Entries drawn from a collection
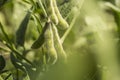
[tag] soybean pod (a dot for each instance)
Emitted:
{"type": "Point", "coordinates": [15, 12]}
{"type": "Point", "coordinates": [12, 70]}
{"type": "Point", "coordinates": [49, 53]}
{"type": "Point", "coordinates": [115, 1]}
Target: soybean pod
{"type": "Point", "coordinates": [58, 45]}
{"type": "Point", "coordinates": [39, 42]}
{"type": "Point", "coordinates": [49, 44]}
{"type": "Point", "coordinates": [51, 12]}
{"type": "Point", "coordinates": [62, 22]}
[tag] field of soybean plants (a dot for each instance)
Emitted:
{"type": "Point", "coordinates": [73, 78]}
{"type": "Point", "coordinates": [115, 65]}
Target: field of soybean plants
{"type": "Point", "coordinates": [59, 39]}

What you have to do
Rewrite the listing above, changing every "soybean pod" to "bean pod" and keeping everything else the same. Leave out the picture lines.

Problem solution
[tag] bean pod (a dot for each instance)
Emitted:
{"type": "Point", "coordinates": [15, 12]}
{"type": "Point", "coordinates": [12, 70]}
{"type": "Point", "coordinates": [49, 53]}
{"type": "Point", "coordinates": [115, 1]}
Target: bean pod
{"type": "Point", "coordinates": [58, 45]}
{"type": "Point", "coordinates": [39, 42]}
{"type": "Point", "coordinates": [49, 44]}
{"type": "Point", "coordinates": [51, 12]}
{"type": "Point", "coordinates": [62, 22]}
[tag] field of soybean plants (a dot for each instance)
Emitted:
{"type": "Point", "coordinates": [73, 78]}
{"type": "Point", "coordinates": [115, 65]}
Target: field of soybean plants
{"type": "Point", "coordinates": [59, 39]}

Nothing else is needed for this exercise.